━━━━━ SOURCE

Full Story (comments: none)

Kernel development news

File creation times

By Jonathan Corbet
July 26, 2010

Linux systems, like the Unix systems that came before, maintain three different timestamps for each file. The semantics of those timestamps are often surprising to users, though, and they don't provide the information that users often want to know. The possible addition of a new system call is giving kernel developers the opportunity to make some changes in this area, but there is not, yet, a consensus on how that should be done.

The Unix file timestamps, as long-since enshrined by POSIX, are called "atime," "ctime," and "mtime." The atime stamp is meant to record the last time that the file was accessed. This information is almost never used, though, and can be quite expensive to maintain; Ingo Molnar once called atime "perhaps the most stupid Unix design idea of all times". So atime is often disabled on contemporary systems or, at least, rolled back to the infrequently-updated "relatime" mode. Mtime, instead, makes a certain amount of sense; it tells the user when the file was last modified. Modification requires writing to the file anyway, so updating this time is often free, and the information is often useful.

That leaves ctime, which is a bit of a strange beast. Users who do not look deeply are likely to interpret ctime as "creation time," but that is not what is stored there; ctime, instead, is updated whenever a file's metadata is changed. The main consumer of this information, apparently, is the venerable dump utility, which likes to know that a file's metadata has changed (so that information must be saved in an incremental backup), but the file data itself has not and need not be saved again. The number of dump users has certainly fallen over the years, to the point that the biggest role played by ctime is, arguably, confusing users who really just want a file's creation time.

So where do users find the creation time? They don't: Linux systems do not store that time and provide no interface for applications to access it.

That situation could change, though. Some newer filesystems (Btrfs and ext4, for example) have been designed with space for file creation times. Other operating systems also provide this information, and some network filesystem protocols expect to have access to it. So it would be nice if Linux properly supported file creation times; the proposed addition of the xstat() system call would be the ideal time to make that change.

Current xstat() implementations do, in fact, add a st_btime field to struct xstat; the "b" stands for "birth," which is a convention established in the BSD camp. There has been a fair amount of discussion about that addition, though, based on naming and semantics.

The naming issue, one would think, would be relatively straightforward. It was pointed out, though, that other names have been used in the kernel. JFS and Btrfs use "otime," for some reason, while ext4 uses "crtime." And BSD, it turns out, uses "birthtime" instead of "btime." That discussion inspired Linus to exclaim:

Oh wow. And all of this just convinces me that we should _not_ do any of this, since clearly it's all totally useless and people can't even agree on a name.

After that, though, Linus looked a bit more deeply at the problem, which he saw as primarily being to provide a Windows-style creation time that Samba could use. It turns out that Windows allows the creation time to be modified, so Linus saw it as being a sort of variation on the Unix ctime notion. That led to a suggestion to change the semantics of ctime to better suit the Windows case. After all, almost nobody uses ctime anyway, and it would be a trivial change to make ctime look like the Windows creation time. This behavior could be specified either as a per-process flag or a mount-time option; then there would be no need to add a new time field.

━━━━━━━━━━

▸ **TASKS FOR THIS EXERCISE**
1 - Answer these questions from the article on file creation times:
(a) Which two newer filesystems are named as having been designed with space for file creation times?
(b) What does the "b" in st_btime stand for?
(c) What name does ext4 use for the creation-time field?
2 - Retype the part of the article on file creation times starting at "The naming issue, one" and ending at "agree on a name.".
The listing has no connection to the article on file creation times.

━━━━━ DATASET EXTRACT

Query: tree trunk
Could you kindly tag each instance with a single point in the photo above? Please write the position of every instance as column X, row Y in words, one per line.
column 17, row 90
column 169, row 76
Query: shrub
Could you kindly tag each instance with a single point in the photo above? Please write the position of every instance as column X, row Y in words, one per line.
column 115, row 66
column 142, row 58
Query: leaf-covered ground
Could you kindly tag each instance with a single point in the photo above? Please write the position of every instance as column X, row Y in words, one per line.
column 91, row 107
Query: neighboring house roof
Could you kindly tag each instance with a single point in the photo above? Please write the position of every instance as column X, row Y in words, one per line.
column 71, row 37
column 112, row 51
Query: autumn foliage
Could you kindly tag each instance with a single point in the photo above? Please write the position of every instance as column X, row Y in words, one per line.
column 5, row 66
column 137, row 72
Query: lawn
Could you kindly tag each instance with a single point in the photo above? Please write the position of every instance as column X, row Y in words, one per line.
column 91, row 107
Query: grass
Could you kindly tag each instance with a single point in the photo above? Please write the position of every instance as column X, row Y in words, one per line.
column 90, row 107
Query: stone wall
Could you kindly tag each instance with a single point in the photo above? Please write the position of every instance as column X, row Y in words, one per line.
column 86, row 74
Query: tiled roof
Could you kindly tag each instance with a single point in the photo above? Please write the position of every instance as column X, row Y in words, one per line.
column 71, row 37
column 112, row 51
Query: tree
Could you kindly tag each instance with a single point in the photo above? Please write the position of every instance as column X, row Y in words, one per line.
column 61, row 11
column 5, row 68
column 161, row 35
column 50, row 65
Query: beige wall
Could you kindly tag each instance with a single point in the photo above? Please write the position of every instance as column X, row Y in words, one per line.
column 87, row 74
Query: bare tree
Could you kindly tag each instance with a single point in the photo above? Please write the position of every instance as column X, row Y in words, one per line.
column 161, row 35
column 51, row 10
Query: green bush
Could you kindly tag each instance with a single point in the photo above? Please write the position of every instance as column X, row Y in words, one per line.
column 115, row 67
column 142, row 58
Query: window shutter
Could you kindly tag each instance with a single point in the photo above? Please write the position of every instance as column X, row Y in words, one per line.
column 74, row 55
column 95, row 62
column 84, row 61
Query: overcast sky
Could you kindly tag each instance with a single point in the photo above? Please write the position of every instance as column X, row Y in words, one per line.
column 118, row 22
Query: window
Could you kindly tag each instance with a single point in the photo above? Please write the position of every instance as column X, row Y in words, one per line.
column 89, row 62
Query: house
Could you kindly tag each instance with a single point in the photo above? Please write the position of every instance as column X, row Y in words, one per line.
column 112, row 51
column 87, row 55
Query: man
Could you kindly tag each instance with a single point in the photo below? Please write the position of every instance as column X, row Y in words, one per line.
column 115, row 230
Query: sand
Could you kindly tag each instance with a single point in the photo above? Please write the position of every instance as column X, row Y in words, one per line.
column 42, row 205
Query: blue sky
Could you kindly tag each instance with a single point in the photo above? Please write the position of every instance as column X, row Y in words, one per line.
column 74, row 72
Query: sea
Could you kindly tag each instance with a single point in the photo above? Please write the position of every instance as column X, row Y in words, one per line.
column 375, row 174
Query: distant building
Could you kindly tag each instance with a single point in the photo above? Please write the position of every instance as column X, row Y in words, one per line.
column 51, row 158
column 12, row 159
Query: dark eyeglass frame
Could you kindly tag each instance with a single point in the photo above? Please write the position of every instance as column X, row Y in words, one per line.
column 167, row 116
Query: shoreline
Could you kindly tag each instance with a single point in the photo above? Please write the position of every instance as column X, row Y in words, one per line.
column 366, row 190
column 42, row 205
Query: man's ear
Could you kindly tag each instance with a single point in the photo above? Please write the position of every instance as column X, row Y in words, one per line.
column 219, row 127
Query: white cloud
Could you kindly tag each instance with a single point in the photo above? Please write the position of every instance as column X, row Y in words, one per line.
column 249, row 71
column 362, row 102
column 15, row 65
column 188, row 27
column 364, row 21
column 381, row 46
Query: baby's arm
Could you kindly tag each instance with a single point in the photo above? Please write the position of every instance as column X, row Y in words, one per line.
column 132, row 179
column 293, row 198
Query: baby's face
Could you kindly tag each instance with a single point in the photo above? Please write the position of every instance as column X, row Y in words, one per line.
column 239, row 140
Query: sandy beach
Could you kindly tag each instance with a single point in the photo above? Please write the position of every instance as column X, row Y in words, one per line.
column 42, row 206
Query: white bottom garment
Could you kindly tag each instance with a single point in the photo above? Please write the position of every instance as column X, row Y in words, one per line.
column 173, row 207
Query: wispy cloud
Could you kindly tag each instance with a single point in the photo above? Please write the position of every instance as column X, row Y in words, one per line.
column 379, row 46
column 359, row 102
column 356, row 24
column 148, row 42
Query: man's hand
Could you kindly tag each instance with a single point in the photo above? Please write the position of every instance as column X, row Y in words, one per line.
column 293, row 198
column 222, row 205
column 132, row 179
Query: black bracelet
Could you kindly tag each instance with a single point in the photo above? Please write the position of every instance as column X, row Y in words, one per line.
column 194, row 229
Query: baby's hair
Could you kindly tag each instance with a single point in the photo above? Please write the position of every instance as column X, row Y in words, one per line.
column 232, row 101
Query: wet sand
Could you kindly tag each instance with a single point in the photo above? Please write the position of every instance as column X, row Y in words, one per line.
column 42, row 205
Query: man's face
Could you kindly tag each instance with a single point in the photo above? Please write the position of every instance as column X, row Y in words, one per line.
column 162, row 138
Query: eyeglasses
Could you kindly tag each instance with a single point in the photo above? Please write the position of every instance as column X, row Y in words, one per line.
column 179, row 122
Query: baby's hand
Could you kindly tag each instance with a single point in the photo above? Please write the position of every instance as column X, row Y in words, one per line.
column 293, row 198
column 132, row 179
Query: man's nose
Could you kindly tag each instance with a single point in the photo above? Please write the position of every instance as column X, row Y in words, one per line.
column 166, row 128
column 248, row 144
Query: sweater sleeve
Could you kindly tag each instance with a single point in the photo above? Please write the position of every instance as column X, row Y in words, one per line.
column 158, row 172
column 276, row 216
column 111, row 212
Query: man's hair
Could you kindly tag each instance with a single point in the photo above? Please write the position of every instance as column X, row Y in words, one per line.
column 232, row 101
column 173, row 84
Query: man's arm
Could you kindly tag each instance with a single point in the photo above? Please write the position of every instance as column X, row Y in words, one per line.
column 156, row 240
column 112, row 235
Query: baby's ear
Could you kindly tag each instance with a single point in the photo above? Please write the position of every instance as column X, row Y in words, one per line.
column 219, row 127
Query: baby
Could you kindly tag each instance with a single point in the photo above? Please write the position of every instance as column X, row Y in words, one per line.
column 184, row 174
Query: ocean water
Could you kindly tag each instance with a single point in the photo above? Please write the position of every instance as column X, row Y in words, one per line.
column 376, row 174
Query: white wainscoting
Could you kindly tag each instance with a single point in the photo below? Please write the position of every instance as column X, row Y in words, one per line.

━━━━━━━━━━

▸ **RESPONSE LIST**
1 -
(a) Btrfs and ext4
(b) Birth
(c) crtime

2 -
The naming issue, one would think, would be relatively straightforward. It was pointed out, though, that other names have been used in the kernel. JFS and Btrfs use "otime," for some reason, while ext4 uses "crtime." And BSD, it turns out, uses "birthtime" instead of "btime." That discussion inspired Linus to exclaim:

Oh wow. And all of this just convinces me that we should _not_ do any of this, since clearly it's all totally useless and people can't even agree on a name.